# Document segment
Tech acquisitions are a way of life with hundreds happening in 2017, but occasionally they really jump out at you for a variety of reasons. One such merger is the recently announced Apple purchase of Shazam for $400m according to TechCrunch.
When Facebook purchased Instagram for $1bn back in 2012 I remember feeling surprised, maybe even scoffing a little. What could Facebook (a site that at this point wasn’t making much advertising dollars itself) do with this little (30m users at that point), young (18-month old) and loss-making social network? It felt as though they were buying out a rival, rather than acquiring a money-maker. Half a decade on and would you believe it – Zuckerberg and co. were right. That little social network now has over 600m users globally and as an agency we are spending with them and seeing good results. I have no doubt that it is proving a fantastic investment or even (whisper it quietly) a bargain.

Dataset records on object pointing:
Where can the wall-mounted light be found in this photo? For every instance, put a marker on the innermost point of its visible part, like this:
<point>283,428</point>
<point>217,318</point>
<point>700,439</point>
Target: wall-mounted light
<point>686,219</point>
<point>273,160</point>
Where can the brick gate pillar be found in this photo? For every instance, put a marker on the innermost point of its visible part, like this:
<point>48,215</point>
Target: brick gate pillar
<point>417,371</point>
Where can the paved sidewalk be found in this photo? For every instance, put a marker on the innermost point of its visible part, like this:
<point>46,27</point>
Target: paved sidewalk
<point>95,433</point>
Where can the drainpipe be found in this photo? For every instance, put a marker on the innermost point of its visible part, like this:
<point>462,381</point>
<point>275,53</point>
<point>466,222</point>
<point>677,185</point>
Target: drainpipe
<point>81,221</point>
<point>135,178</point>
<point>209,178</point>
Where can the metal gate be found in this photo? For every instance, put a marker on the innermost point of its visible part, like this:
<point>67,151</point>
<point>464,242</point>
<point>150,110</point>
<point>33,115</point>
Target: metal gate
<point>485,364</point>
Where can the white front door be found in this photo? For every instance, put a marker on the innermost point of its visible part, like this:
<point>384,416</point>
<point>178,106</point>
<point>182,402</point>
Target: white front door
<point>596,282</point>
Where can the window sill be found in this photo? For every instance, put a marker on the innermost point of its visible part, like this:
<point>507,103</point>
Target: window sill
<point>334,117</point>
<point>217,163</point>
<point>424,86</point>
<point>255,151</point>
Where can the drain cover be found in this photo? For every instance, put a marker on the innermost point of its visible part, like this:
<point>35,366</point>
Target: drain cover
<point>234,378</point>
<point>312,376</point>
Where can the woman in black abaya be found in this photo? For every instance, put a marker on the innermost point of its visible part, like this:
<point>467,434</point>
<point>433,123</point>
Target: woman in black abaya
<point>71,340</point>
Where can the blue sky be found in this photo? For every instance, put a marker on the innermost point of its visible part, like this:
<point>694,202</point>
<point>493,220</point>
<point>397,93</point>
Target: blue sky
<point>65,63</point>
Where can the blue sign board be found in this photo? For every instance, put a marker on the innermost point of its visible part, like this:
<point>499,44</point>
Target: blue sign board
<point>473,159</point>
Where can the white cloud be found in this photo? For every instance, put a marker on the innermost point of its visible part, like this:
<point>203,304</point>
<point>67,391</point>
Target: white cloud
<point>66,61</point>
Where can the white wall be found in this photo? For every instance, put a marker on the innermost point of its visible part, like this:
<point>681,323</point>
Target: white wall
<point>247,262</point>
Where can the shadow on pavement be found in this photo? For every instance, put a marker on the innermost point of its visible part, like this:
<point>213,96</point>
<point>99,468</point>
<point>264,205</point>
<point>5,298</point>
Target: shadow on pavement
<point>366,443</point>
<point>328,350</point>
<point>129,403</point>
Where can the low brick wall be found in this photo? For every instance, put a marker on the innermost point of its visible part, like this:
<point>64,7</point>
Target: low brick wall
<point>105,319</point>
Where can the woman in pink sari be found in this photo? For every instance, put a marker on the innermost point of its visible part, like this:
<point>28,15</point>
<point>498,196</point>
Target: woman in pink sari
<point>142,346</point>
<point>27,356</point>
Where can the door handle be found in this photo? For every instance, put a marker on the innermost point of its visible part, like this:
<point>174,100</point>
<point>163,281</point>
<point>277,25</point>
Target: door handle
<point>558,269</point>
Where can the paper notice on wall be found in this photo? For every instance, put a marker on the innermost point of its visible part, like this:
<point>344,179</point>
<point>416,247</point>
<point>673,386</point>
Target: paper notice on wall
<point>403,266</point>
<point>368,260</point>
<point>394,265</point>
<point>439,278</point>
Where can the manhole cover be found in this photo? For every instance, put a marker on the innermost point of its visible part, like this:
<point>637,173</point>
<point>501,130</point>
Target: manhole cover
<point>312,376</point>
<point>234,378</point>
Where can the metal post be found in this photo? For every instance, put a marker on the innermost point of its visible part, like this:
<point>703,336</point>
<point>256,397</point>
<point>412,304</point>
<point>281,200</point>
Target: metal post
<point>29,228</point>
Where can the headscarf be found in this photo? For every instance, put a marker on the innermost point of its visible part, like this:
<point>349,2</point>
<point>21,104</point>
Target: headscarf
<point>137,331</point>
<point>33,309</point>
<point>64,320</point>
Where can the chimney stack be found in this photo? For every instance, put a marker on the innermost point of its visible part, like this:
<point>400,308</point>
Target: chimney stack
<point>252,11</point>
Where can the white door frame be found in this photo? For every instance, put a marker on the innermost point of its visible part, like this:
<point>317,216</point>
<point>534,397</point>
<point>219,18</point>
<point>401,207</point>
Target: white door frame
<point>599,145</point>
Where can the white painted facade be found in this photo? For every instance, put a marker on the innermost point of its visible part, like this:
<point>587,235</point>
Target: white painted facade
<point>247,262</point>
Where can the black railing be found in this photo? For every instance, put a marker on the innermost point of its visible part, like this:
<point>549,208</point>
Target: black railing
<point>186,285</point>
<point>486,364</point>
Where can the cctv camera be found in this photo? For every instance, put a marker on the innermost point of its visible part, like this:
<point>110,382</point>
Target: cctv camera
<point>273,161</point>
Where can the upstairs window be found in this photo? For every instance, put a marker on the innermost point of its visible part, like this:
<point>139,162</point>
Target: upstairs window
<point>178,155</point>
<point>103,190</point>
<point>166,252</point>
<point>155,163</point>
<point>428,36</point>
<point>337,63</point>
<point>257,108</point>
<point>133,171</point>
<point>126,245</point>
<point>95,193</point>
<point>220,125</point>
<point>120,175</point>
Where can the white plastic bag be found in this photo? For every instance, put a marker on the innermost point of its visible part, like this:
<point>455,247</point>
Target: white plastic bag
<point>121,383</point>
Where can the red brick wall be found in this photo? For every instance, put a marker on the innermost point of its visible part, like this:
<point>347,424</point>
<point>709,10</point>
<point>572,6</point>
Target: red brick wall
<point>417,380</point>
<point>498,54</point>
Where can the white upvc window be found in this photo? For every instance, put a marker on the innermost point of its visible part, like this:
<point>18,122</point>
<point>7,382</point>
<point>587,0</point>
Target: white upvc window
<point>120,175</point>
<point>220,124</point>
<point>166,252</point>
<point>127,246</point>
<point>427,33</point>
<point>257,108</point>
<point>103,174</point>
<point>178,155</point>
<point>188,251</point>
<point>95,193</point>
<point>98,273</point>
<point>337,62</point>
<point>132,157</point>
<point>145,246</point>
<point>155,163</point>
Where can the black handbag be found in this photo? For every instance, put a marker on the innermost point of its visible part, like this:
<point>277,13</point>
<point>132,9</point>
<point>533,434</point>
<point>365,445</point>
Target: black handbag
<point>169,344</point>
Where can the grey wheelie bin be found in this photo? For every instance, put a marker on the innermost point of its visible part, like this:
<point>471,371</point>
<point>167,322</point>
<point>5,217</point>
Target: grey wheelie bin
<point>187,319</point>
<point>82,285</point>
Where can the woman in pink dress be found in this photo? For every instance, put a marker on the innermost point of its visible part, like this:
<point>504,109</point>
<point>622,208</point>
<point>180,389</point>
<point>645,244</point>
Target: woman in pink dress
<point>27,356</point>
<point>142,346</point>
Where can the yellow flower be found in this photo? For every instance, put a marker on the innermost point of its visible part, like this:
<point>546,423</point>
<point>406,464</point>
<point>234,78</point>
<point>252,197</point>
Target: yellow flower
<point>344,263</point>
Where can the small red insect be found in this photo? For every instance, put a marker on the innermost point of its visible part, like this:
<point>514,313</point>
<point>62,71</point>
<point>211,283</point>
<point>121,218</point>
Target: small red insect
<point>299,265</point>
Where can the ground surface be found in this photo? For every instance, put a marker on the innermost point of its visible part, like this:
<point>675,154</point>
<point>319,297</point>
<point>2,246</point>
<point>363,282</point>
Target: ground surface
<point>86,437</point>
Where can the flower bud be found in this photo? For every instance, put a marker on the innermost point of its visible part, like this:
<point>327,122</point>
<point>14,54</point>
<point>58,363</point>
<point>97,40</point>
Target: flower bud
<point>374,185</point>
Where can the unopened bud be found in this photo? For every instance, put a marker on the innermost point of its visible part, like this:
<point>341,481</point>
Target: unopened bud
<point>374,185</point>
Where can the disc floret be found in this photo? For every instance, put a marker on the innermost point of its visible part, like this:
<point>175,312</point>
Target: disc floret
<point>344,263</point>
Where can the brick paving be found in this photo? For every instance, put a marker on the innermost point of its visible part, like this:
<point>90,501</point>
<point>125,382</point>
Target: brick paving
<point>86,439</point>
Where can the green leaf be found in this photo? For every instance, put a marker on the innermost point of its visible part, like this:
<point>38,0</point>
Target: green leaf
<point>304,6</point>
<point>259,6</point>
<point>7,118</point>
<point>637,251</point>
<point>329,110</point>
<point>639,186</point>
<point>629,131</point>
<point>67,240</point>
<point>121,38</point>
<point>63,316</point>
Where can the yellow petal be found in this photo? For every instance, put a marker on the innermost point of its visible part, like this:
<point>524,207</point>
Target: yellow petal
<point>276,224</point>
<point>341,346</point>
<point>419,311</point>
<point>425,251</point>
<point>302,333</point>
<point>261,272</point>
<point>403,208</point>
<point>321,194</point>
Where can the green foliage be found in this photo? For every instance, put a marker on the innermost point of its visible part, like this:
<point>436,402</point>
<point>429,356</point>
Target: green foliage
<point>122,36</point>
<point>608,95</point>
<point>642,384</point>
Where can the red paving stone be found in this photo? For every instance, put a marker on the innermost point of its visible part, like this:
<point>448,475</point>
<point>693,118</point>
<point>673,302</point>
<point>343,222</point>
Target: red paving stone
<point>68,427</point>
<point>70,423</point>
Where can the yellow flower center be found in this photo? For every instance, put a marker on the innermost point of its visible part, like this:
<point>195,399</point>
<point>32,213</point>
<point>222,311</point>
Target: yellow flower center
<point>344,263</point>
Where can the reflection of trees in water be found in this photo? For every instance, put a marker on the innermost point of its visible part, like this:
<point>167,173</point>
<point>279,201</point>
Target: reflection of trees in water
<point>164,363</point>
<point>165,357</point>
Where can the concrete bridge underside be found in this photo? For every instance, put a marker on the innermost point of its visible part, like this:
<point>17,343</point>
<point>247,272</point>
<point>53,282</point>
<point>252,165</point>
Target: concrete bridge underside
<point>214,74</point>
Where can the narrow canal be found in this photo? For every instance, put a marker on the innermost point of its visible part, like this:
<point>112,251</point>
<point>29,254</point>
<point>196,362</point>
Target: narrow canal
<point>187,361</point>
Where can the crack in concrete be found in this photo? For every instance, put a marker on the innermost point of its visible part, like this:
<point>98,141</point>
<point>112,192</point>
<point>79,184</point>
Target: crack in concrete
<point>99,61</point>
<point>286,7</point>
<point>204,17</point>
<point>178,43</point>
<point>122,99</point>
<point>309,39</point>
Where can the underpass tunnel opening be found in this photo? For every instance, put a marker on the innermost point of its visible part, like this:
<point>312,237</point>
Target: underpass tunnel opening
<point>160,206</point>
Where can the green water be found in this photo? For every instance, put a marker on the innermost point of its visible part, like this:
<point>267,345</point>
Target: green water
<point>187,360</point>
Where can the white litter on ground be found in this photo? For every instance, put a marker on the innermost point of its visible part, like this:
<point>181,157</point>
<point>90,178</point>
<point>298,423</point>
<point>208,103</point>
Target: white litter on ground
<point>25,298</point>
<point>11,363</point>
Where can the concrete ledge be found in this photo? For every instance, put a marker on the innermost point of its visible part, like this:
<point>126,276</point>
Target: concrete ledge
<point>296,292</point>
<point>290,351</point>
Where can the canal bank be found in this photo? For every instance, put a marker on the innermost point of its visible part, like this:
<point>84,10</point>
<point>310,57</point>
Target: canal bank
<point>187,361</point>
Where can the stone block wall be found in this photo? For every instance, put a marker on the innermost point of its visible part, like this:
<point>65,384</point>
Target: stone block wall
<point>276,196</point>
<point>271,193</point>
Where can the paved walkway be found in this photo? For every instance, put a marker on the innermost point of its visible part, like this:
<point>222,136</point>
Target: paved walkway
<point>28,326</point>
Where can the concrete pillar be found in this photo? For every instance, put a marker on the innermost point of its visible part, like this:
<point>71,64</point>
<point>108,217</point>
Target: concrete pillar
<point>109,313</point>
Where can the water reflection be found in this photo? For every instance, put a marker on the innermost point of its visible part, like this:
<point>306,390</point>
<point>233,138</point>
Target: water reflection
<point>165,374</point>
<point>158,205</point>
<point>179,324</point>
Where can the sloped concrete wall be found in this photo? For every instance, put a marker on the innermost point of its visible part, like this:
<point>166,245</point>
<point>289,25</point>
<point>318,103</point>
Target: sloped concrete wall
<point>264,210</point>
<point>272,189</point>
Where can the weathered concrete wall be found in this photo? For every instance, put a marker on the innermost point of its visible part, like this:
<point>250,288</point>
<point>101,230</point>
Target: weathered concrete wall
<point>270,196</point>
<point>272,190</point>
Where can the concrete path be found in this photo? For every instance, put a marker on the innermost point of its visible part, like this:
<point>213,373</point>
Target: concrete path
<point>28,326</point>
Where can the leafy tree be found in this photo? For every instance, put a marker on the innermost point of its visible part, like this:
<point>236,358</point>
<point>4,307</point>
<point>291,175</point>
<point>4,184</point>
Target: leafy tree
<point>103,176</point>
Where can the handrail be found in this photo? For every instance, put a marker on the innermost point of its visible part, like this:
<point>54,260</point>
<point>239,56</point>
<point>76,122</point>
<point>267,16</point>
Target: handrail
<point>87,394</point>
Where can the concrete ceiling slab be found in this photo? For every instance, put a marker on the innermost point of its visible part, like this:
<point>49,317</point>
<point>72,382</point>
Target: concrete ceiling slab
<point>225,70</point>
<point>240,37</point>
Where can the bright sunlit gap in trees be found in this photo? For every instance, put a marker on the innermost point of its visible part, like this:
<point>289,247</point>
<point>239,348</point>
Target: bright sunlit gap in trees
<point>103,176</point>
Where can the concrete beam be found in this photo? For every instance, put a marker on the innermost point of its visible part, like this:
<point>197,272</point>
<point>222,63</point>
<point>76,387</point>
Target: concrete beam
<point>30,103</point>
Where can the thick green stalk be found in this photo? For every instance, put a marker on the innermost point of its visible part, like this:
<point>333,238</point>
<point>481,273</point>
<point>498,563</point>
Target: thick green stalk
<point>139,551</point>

# Exercise details
In the article on tech acquisitions, what price did Facebook pay for Instagram in 2012? These records were drawn from a separate source, unrelated to the article on tech acquisitions.

# Solution
$1bn